:: Given task ::
Copy the data below word for word, beginning at the first line of the data and continuing through the line that contains "[0, 293, 356, 307]", with both of those lines included.

:: Records of labeled boxes ::
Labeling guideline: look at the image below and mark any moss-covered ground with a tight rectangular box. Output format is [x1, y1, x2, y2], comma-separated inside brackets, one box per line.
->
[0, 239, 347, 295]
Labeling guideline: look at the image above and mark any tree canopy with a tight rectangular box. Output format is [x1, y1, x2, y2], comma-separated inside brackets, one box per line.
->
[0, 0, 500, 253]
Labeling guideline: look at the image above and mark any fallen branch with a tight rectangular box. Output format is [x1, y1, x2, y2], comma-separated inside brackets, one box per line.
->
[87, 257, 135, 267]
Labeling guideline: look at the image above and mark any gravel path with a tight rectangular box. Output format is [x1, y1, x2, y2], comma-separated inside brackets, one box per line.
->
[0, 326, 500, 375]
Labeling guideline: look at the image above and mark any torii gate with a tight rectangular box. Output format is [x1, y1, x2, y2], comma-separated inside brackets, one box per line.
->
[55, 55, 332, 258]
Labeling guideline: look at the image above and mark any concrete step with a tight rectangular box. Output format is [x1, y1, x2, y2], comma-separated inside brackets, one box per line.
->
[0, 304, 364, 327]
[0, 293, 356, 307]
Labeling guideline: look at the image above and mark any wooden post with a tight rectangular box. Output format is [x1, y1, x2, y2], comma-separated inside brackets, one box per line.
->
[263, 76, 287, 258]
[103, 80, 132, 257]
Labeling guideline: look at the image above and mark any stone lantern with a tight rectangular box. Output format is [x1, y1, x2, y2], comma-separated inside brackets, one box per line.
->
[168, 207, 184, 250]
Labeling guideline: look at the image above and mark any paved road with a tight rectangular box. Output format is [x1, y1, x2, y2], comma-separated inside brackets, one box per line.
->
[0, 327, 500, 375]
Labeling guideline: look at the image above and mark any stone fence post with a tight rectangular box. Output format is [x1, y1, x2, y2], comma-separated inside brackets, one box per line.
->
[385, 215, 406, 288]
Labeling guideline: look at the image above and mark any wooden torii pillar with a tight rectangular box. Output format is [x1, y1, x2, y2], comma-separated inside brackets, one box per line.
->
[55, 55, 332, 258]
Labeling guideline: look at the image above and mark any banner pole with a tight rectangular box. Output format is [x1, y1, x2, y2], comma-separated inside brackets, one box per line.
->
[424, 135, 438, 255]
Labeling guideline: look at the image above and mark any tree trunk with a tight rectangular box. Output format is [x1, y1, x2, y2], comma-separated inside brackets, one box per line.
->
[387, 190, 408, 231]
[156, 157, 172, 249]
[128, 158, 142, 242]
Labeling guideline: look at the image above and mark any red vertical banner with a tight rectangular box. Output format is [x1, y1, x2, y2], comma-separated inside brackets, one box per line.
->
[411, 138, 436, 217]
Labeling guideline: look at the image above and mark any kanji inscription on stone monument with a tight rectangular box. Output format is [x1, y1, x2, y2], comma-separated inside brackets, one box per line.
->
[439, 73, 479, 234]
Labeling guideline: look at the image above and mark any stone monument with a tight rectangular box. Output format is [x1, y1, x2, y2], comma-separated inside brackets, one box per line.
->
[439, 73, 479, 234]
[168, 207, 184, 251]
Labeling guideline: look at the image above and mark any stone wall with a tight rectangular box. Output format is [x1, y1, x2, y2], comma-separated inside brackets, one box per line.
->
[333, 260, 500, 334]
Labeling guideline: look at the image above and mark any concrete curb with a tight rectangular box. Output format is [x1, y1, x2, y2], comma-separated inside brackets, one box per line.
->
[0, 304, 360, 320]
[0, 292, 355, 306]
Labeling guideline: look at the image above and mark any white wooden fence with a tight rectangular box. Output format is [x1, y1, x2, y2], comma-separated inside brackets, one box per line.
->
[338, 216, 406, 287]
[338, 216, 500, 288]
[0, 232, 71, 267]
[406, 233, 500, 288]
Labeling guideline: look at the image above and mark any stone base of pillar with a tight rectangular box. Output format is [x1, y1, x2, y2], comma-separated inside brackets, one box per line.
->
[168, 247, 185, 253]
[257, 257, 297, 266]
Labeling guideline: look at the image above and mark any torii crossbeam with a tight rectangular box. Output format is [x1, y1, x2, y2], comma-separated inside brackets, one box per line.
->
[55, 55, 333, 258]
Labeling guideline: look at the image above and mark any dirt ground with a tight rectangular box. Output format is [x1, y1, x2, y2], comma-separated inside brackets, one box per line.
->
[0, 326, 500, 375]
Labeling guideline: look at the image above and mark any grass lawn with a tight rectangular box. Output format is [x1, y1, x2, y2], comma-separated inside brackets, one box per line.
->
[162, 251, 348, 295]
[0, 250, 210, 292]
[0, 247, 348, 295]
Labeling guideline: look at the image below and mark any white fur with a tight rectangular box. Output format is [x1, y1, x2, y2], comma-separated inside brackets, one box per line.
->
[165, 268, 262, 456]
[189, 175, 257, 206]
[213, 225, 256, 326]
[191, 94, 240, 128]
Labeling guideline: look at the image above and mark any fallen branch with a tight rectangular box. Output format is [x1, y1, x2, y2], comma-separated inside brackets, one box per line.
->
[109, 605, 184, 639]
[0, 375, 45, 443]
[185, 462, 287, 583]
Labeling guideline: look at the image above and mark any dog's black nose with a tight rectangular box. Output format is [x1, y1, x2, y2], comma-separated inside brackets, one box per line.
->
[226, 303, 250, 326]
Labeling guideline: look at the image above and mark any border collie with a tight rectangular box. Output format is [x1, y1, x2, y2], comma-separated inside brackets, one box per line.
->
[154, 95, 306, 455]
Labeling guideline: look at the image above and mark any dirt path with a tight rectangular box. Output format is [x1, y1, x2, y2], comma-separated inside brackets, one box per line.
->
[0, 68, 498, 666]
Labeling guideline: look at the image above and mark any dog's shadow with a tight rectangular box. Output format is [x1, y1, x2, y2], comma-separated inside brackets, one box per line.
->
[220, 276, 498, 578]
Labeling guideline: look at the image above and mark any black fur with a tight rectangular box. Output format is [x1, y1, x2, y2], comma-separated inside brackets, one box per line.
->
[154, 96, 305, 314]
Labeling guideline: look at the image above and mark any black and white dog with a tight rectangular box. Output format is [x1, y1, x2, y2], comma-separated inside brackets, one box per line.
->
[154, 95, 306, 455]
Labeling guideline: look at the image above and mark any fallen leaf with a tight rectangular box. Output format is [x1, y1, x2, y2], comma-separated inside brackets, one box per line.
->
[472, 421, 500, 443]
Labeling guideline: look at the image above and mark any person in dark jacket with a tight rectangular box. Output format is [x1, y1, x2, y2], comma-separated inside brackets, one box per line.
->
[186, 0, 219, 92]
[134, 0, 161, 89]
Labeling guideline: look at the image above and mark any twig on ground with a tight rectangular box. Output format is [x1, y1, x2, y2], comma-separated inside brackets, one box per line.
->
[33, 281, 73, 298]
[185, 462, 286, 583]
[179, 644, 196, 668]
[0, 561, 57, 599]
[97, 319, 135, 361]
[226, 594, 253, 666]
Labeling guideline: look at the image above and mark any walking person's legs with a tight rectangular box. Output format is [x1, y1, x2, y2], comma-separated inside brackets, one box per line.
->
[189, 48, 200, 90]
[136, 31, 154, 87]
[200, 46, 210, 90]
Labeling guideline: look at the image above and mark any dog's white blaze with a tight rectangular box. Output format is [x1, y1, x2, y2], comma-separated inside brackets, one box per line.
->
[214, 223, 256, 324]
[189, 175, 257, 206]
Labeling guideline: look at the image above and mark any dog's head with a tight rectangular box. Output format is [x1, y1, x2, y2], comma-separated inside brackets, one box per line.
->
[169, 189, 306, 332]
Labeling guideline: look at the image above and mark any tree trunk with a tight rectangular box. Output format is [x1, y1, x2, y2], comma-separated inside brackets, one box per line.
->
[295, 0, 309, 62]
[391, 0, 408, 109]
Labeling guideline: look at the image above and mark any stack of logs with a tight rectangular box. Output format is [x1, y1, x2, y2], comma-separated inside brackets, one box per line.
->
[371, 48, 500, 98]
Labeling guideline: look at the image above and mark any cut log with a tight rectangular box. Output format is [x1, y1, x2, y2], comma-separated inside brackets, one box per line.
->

:: Task solution ::
Labeling guideline: look at the image below and mark any moss-covered ground with a tight rectangular box. Output format is [x1, y1, x2, y2], comma-separated inside brackets, one box per line.
->
[0, 239, 347, 295]
Labeling guideline: look at the image above and mark any tree canopy with a tight rectangular box. Output format is [x1, y1, x2, y2], comma-separated inside brackets, one box per line.
->
[0, 0, 500, 253]
Labeling guideline: look at the image above and mark any fallen branch with a tight rectangular box. Output format is [x1, y1, x2, y2], comma-separated inside brackets, one box per line.
->
[87, 257, 135, 267]
Labeling guideline: look at the image above and mark any gravel path with a tight rectangular box. Output format is [x1, y1, x2, y2], comma-separated inside brackets, one box per line.
->
[0, 326, 500, 375]
Labeling guideline: look at the image above and mark any torii gate with a tight rectangular box. Output format is [x1, y1, x2, y2], comma-separated inside brackets, one box per line.
->
[55, 55, 332, 258]
Labeling guideline: look at the image above and mark any concrete step with a tight rectangular box. Output format is [x1, y1, x2, y2], comma-separated inside brackets, one box per line.
->
[0, 304, 364, 327]
[0, 293, 356, 307]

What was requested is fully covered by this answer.